__TASK INSTRUCTIONS__: Pictures aside, write out every record exactly as it appears.

▬▬▬▬▬▬

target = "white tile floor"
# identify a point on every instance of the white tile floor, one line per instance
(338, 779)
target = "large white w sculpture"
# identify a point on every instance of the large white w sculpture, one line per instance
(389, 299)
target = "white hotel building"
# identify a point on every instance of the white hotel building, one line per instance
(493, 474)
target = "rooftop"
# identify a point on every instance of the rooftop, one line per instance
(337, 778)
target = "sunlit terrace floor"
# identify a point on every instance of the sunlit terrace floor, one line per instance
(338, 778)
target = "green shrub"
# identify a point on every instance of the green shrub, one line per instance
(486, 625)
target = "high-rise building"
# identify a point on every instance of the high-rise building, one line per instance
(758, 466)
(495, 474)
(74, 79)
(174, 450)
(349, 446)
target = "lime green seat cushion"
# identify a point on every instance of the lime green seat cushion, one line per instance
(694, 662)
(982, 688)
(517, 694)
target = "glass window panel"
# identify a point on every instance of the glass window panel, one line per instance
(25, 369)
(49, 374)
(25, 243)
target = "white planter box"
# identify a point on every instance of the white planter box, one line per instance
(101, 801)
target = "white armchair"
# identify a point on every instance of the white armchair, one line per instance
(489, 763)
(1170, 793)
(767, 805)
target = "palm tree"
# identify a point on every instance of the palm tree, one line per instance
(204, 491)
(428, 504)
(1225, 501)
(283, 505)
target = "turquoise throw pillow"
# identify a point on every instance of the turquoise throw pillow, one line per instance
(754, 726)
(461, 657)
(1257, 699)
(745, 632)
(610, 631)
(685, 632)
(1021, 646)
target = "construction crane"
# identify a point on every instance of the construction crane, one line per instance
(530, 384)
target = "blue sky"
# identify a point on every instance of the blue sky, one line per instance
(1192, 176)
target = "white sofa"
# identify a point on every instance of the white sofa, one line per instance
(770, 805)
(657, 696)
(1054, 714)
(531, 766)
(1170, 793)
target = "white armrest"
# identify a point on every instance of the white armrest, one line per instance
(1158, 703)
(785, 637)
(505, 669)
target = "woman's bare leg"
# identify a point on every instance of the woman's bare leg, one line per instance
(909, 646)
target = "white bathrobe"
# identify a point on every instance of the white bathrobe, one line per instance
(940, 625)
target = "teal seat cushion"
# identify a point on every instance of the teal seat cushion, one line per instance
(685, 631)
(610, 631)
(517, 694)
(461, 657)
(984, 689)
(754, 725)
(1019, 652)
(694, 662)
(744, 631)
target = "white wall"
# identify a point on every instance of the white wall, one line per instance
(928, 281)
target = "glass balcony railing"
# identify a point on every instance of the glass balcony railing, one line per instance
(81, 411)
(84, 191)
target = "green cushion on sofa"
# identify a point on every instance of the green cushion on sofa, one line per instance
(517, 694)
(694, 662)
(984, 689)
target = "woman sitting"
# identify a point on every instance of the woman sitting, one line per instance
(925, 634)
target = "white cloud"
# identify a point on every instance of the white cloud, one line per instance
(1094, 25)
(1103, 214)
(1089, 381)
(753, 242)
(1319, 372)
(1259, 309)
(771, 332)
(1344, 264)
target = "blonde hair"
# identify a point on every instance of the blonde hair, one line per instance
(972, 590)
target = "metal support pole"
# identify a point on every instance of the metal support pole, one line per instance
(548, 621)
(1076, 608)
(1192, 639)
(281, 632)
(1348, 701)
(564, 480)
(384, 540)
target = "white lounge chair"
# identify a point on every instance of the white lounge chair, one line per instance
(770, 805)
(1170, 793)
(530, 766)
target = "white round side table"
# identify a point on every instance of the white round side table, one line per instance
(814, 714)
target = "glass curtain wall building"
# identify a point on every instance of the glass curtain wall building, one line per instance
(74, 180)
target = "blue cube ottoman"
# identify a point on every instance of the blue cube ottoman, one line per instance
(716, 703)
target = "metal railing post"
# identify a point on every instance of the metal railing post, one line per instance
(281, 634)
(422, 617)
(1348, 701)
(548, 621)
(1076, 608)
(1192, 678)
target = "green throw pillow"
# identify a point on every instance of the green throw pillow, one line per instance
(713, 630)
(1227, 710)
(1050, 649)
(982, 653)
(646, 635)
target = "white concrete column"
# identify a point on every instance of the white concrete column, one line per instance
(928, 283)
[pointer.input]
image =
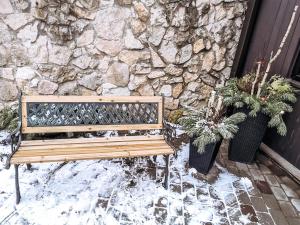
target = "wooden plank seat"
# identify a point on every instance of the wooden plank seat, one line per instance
(56, 114)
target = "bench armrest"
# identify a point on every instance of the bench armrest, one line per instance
(15, 142)
(169, 132)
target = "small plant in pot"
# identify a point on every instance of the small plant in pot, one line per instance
(264, 104)
(264, 98)
(206, 128)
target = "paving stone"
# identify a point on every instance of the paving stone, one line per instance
(249, 211)
(259, 204)
(256, 174)
(243, 197)
(287, 209)
(278, 217)
(289, 182)
(230, 199)
(263, 187)
(296, 203)
(270, 201)
(279, 193)
(264, 169)
(293, 221)
(289, 191)
(272, 180)
(264, 219)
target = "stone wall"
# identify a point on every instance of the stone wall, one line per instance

▬▬▬▬▬▬

__COMPLETED EXERCISE__:
target = "white tile floor"
# identify a point on every instance of the white tile floor, one line per instance
(338, 779)
target = "large white w sculpture"
# identify a point on every instance of the large white w sculpture, one line per instance
(389, 299)
target = "white hotel building"
# identify a point on every instance of the white hotel building, one line per instance
(493, 474)
target = "rooftop"
# identify a point on every instance of the rooftop, one line per instance
(337, 778)
target = "sunlit terrace floor"
# identify a point on every instance of the sunlit terrace floor, one line per instance
(338, 778)
target = "green shrub"
# identify a point on every instance of the green shrub, one line per instance
(486, 625)
target = "high-rise building"
# identify a point on every instance of the high-rise building, one line per instance
(758, 466)
(495, 474)
(74, 79)
(174, 450)
(349, 446)
target = "lime green seat cushion"
# identify a point on every instance of the lime green seat cushion, one line per instance
(694, 662)
(982, 688)
(517, 694)
target = "glass window panel"
# identify a point on every instance of the glass window panel, one line per instance
(25, 369)
(49, 374)
(25, 243)
target = "white planter box"
# identify a point on every instance of the white planter box, one line per instance
(101, 801)
target = "white armchair"
# identify a point on every instance of the white armchair, one line per instance
(489, 763)
(1170, 793)
(767, 805)
target = "palm tree"
# identify a point on every instance of the palm tree, one line per instance
(204, 491)
(428, 504)
(1225, 501)
(283, 505)
target = "turquoise throw pillow"
# identify a point on every instance of the turquoise throw pillow, one line per instance
(754, 726)
(461, 657)
(1257, 699)
(745, 632)
(610, 631)
(685, 632)
(1021, 646)
target = "construction crane"
# identify a point on every instance of the construction crane, one line per instance
(530, 384)
target = "blue sky"
# identify a point on every instance of the blue sky, one line per instance
(1192, 176)
target = "white sofa"
# identify a point on every instance of the white sofa, one line per instance
(770, 805)
(657, 696)
(1054, 714)
(531, 766)
(1170, 793)
target = "white armrest"
# identify a point on every instance of the white armrest, one line per instance
(1158, 703)
(785, 637)
(505, 669)
target = "woman's bare leg"
# identify a point on every instance of the woman's bare leg, one line per instance
(909, 646)
target = "white bathrobe"
# identify a point on every instance of the white bathrobe, one line per instance
(940, 625)
target = "teal seat cushion"
# identify a point on every instance of the teal seat cushion, one line per instance
(685, 631)
(610, 631)
(517, 694)
(461, 657)
(984, 689)
(754, 725)
(1019, 652)
(694, 662)
(744, 631)
target = "white wall"
# identify a point on every instance of the white wall, one line per instance
(928, 281)
target = "glass balcony railing"
# identify a point on every instance of the glass balcony railing, one line per instance
(81, 411)
(84, 191)
target = "green cushion on sofa"
# identify a point on every instance of the green cushion on sofa, one line per instance
(517, 694)
(694, 662)
(984, 689)
target = "woman sitting"
# identify a point on every instance of the woman sitting, one line per instance
(925, 634)
target = "white cloud"
# identify a point on every instance of the white cloud, one line per instance
(1094, 25)
(1103, 214)
(1089, 381)
(753, 242)
(1319, 372)
(1259, 309)
(771, 332)
(1344, 264)
target = "blonde hair"
# identify a point on every instance of the blonde hair, one line per instance
(972, 590)
target = "metal support pole"
# identify a point on every instance of the metal support pole, one line per instance
(548, 621)
(1076, 608)
(1192, 639)
(281, 632)
(1348, 701)
(564, 480)
(384, 540)
target = "white lounge chair"
# identify a point on every instance of the white lounge chair, one line per instance
(770, 805)
(1170, 793)
(530, 766)
target = "white round side table"
# identify a point on every instance of the white round side table, one line per instance
(814, 714)
target = "glass curtain wall building"
# identify a point on every instance of the glass curtain wall building, one line per instance
(74, 180)
target = "blue cube ottoman"
# identify a point on every instance of the blue cube ottoman, one line per instance
(716, 703)
target = "metal railing post"
# identify a point on every instance of the metal railing post, one line per instance
(281, 634)
(422, 617)
(1348, 701)
(548, 621)
(1076, 608)
(1192, 678)
target = "green throw pillow"
# identify a point on every instance of the green throw pillow, one line per instance
(713, 630)
(1227, 710)
(1050, 649)
(982, 653)
(646, 635)
target = "white concrete column"
# identify a point on every instance of the white concrete column, one line per instance
(928, 283)
[pointer.input]
image =
target = "wooden plank seat"
# identify a point on every instance of the wooden plank seat, one line per instance
(56, 114)
target = "bench armrest"
# identify a point on every instance of the bench armrest, one line per instance
(15, 142)
(169, 132)
target = "small plant in pot"
# identify a point on every instance of the small plant in pot, one line per instance
(264, 104)
(264, 98)
(206, 128)
target = "paving stone"
# identify a point on every instance of the paving stone, one line per instance
(249, 211)
(259, 204)
(256, 174)
(243, 197)
(287, 209)
(278, 217)
(289, 182)
(230, 199)
(263, 187)
(296, 203)
(270, 201)
(279, 193)
(264, 169)
(293, 221)
(289, 191)
(272, 180)
(264, 219)
target = "stone wall"
# identify a point on every instance of the stone wall, one line per instance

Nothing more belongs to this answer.